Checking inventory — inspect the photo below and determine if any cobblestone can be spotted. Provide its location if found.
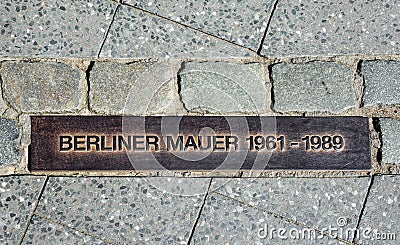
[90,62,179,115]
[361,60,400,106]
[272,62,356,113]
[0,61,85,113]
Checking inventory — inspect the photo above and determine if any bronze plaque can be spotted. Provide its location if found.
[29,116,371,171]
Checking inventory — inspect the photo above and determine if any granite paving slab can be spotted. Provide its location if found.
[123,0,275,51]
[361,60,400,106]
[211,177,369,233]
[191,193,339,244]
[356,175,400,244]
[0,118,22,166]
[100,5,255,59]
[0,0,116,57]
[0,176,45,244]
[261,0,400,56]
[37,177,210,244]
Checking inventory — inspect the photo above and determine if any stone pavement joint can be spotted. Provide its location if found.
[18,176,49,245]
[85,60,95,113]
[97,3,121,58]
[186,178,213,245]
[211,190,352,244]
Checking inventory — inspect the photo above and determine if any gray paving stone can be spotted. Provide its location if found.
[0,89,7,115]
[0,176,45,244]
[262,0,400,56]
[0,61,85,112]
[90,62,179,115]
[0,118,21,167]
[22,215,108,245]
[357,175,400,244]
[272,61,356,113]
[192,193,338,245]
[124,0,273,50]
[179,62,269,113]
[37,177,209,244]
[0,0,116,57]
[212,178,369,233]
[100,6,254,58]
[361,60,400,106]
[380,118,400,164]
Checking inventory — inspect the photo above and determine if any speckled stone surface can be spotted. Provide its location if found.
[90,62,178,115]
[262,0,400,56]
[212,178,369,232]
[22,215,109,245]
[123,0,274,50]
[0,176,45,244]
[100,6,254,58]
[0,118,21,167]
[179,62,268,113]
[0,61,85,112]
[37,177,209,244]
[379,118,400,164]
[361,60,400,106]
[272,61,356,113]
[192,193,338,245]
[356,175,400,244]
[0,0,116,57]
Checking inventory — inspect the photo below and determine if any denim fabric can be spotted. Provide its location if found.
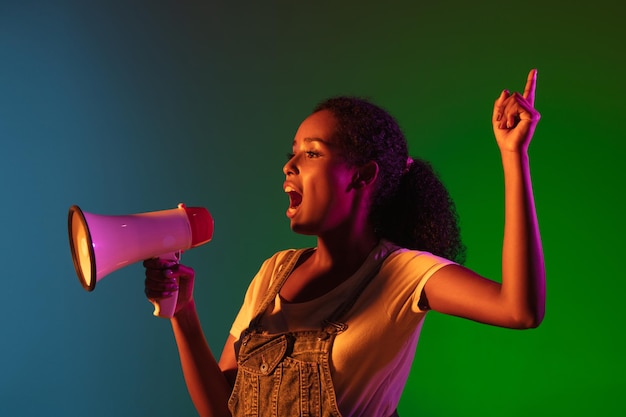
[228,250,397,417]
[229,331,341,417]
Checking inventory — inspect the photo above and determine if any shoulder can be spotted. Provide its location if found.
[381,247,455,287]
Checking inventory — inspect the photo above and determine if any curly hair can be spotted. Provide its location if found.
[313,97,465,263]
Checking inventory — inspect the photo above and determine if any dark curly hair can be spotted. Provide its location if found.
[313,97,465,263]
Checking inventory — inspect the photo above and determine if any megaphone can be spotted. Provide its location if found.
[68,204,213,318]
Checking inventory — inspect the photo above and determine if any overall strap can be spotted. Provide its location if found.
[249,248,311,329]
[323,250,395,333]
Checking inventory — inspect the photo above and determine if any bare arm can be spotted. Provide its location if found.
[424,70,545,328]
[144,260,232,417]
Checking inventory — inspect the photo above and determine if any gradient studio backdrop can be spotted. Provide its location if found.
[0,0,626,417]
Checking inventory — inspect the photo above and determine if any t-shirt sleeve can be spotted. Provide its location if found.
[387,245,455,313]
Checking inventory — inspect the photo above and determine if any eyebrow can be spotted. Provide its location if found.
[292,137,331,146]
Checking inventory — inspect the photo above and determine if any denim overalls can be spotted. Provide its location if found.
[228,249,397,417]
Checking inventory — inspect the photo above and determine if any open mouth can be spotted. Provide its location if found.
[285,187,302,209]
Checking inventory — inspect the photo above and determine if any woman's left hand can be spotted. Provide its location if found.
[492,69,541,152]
---
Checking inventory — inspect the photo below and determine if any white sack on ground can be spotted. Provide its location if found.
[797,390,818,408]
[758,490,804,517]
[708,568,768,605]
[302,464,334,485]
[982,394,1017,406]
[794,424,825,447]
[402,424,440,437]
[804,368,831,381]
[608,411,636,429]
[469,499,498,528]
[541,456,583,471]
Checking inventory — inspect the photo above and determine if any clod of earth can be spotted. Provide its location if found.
---
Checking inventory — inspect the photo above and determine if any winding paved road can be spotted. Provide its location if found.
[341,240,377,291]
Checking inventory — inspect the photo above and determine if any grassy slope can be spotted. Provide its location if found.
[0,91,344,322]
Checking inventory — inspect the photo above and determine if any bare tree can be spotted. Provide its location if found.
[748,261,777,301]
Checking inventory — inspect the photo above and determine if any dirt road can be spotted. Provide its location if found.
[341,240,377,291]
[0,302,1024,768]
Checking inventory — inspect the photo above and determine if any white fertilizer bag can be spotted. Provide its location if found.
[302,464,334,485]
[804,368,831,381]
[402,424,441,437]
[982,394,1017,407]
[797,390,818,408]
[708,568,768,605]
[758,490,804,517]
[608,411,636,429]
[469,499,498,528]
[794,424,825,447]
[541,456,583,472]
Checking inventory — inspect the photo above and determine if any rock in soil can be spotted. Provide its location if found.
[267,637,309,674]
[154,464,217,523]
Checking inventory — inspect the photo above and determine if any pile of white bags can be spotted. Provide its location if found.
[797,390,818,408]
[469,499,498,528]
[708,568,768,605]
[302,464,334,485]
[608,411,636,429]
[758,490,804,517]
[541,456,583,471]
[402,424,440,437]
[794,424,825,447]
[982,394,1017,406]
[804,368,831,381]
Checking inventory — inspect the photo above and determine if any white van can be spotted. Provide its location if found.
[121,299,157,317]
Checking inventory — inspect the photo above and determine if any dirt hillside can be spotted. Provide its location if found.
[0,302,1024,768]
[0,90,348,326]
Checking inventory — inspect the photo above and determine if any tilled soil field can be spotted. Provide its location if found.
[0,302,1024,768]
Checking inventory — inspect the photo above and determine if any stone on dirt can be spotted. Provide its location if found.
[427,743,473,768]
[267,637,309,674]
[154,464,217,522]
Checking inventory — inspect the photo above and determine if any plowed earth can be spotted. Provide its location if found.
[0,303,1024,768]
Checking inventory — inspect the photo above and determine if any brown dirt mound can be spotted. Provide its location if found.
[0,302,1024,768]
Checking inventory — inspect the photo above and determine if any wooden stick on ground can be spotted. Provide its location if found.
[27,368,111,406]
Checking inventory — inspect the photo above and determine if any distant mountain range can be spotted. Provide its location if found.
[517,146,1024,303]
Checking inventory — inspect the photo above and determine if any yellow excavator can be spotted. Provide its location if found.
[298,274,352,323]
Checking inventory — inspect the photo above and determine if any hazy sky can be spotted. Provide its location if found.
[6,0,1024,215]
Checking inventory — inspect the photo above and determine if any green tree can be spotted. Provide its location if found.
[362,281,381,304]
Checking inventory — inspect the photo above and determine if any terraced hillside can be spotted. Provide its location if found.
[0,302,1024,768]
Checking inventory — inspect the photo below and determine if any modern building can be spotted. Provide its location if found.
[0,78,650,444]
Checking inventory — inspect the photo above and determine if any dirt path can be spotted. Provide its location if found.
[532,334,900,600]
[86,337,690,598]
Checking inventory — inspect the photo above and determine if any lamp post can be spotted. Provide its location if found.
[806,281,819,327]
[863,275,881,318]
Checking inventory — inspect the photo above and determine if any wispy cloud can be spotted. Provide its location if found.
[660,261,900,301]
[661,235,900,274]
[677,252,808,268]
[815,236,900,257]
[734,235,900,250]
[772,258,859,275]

> _What you will do_: Please reproduce the material without any changes, from the line with "if any cobblestone" to the line with "[29,116,371,171]", both of those lines included, and leave the pictures out of your answer.

> _Written solution_:
Checking inventory — inspect the photo below and determine if any cobblestone can be spotted. Provide its location if found.
[90,62,179,115]
[361,60,400,106]
[272,62,356,113]
[0,61,85,113]
Checking inventory — inspect the photo above and determine if any bronze plaque can be spotted. Provide its location if found.
[29,116,371,171]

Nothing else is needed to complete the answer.